Starting at the line that has "[indicate] the gray" and continuing through the end of the material, reproduce every line, requests included, and offset the coordinate answers by adding 43 to each number in them.
─── Data for this exercise ───
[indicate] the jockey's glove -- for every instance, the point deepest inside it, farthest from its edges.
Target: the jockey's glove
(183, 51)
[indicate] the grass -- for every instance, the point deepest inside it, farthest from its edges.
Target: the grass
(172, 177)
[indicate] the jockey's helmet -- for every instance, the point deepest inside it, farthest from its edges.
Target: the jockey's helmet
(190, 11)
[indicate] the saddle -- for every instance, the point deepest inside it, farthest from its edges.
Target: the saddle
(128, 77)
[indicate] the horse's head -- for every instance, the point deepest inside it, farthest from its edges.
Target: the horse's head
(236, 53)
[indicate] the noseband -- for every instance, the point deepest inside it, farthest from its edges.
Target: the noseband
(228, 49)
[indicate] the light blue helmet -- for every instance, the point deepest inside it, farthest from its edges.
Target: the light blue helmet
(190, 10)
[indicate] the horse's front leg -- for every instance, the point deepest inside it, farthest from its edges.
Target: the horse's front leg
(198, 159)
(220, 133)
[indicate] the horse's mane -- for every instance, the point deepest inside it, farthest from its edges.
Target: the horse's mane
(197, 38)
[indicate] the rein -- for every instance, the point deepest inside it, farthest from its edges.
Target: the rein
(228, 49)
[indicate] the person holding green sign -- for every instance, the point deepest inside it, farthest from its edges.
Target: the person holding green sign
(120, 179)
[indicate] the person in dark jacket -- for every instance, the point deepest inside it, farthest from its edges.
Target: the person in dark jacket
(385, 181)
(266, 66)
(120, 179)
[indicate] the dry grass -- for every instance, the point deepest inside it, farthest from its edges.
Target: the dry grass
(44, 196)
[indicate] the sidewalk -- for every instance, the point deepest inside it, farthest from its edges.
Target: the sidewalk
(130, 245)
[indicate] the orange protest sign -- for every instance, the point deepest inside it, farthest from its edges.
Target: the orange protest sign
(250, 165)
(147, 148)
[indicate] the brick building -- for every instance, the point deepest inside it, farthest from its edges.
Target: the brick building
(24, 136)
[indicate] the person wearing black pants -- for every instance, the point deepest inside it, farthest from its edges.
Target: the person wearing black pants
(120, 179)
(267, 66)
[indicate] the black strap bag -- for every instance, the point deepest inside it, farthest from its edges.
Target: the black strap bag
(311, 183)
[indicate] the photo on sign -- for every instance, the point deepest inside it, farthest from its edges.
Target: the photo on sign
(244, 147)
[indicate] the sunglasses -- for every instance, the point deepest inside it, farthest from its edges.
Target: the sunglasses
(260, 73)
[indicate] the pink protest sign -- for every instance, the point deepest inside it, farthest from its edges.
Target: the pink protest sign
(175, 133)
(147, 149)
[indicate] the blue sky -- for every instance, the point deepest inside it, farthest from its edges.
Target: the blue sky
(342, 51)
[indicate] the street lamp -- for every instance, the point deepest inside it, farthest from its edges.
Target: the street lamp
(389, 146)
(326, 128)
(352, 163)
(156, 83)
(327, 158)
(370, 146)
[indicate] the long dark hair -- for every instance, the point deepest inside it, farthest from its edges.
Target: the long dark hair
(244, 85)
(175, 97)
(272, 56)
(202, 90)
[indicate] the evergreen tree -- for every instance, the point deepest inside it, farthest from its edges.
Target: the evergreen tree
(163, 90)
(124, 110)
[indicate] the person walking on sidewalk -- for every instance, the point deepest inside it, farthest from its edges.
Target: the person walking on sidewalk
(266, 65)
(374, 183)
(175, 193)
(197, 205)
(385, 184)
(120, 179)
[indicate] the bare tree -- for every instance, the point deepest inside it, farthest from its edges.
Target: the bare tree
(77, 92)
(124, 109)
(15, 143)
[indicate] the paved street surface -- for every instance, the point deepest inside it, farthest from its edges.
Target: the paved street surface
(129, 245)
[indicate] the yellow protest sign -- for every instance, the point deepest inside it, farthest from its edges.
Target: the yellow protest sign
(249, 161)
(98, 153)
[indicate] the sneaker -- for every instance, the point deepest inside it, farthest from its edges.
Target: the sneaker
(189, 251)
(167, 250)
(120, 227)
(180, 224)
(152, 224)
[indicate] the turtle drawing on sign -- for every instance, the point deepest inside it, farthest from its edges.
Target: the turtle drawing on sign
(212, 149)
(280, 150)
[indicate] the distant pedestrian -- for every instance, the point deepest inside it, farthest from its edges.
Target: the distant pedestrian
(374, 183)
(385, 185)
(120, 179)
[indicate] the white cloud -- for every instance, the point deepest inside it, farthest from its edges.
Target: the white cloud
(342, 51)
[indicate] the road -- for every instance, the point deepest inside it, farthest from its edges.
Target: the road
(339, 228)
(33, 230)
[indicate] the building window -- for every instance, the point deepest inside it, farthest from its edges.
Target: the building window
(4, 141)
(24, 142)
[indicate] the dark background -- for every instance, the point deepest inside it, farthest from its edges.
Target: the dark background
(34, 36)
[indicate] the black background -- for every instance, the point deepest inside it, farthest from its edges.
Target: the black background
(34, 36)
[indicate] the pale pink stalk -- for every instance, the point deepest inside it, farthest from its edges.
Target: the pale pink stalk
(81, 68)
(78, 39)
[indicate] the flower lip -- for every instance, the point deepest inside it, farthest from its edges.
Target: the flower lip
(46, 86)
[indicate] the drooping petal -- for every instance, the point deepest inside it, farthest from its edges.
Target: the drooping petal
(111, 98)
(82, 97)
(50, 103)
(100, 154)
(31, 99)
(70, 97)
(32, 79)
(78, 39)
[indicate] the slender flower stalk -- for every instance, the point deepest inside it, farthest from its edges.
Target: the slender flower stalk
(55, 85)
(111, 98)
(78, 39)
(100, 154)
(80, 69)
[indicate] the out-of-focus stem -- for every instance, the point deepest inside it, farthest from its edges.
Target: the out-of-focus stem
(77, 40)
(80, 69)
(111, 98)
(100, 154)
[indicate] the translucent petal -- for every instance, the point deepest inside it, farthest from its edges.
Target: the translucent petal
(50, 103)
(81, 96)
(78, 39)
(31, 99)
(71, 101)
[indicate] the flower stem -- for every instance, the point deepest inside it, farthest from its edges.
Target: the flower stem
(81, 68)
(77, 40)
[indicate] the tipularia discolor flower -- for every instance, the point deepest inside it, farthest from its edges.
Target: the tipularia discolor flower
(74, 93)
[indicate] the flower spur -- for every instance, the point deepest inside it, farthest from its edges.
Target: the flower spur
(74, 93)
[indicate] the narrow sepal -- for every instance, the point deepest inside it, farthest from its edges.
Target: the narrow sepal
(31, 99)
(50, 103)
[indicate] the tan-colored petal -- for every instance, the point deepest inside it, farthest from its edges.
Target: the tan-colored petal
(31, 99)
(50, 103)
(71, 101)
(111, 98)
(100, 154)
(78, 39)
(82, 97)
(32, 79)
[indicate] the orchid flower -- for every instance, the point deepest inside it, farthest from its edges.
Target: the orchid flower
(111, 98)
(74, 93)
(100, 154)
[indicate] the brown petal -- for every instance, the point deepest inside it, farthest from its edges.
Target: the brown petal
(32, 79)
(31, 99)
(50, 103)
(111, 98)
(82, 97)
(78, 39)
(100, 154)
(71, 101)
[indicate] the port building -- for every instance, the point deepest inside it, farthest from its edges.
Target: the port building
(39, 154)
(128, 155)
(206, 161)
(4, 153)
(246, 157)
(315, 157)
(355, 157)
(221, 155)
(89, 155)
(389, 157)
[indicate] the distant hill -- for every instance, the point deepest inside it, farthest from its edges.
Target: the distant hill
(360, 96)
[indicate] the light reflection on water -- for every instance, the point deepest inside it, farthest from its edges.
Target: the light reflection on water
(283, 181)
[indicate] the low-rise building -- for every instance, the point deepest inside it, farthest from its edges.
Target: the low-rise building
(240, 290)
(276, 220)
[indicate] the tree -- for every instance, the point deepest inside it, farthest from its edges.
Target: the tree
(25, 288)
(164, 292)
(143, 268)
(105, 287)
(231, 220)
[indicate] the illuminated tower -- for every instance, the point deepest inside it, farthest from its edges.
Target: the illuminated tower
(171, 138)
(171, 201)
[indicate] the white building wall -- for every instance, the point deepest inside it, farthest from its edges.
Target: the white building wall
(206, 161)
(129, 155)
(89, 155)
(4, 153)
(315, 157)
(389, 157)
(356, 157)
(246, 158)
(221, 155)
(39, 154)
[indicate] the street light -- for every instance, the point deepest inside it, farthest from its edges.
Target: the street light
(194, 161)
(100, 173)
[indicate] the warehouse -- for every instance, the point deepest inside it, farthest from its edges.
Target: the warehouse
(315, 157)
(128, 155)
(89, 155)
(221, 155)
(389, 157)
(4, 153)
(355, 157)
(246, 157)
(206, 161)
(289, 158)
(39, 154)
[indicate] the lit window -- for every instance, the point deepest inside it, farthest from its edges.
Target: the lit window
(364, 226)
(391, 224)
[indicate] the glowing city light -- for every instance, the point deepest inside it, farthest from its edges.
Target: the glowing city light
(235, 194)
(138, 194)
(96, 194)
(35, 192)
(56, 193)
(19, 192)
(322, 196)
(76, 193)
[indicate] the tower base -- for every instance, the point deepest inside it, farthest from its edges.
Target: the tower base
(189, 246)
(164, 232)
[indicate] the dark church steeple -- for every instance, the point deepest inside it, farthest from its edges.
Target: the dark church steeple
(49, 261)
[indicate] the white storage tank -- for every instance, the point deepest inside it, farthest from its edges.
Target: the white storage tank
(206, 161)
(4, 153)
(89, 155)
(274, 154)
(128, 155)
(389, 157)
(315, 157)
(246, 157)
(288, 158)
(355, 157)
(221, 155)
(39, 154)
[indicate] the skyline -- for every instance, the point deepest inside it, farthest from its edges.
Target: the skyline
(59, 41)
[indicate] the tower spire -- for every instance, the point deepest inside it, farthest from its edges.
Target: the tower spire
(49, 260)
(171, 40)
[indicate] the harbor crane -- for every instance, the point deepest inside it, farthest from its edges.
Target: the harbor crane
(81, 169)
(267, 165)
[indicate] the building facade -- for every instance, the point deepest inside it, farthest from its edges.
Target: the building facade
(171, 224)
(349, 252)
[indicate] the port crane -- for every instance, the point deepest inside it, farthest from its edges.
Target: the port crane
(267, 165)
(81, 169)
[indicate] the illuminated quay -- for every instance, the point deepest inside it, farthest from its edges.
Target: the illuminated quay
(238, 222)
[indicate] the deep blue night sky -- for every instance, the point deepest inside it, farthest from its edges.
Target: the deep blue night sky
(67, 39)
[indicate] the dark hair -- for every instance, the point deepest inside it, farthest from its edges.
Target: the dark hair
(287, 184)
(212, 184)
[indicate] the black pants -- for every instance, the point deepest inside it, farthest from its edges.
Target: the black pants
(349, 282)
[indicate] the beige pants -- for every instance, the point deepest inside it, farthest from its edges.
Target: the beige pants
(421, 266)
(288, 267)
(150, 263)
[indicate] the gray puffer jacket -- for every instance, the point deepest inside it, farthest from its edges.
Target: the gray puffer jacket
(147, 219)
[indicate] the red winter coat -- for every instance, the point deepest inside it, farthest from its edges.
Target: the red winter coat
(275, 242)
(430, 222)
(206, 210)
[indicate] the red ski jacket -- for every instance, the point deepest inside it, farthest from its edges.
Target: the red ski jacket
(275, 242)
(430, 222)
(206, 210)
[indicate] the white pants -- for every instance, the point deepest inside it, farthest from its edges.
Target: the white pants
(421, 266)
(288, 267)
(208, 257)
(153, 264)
───
Result for this exercise >>
[indicate] the gray puffer jacket -- for every instance, the point deepest inside it, farthest from its edges.
Target: the gray puffer jacket
(190, 262)
[indicate] the red winter coat -- for every instance, the point deepest inside it, farthest from its edges.
Target: the red winter coat
(318, 285)
(473, 265)
(249, 253)
[indicate] the red ski jacket -- for every instance, the point deepest inside it, farthest from its edges.
Target: the red ski jacket
(318, 285)
(473, 265)
(249, 253)
[indicate] the white pants -- for every instance, the point deepest inside it, farthest from its edges.
Target: the white pants
(464, 309)
(331, 310)
(251, 300)
(196, 307)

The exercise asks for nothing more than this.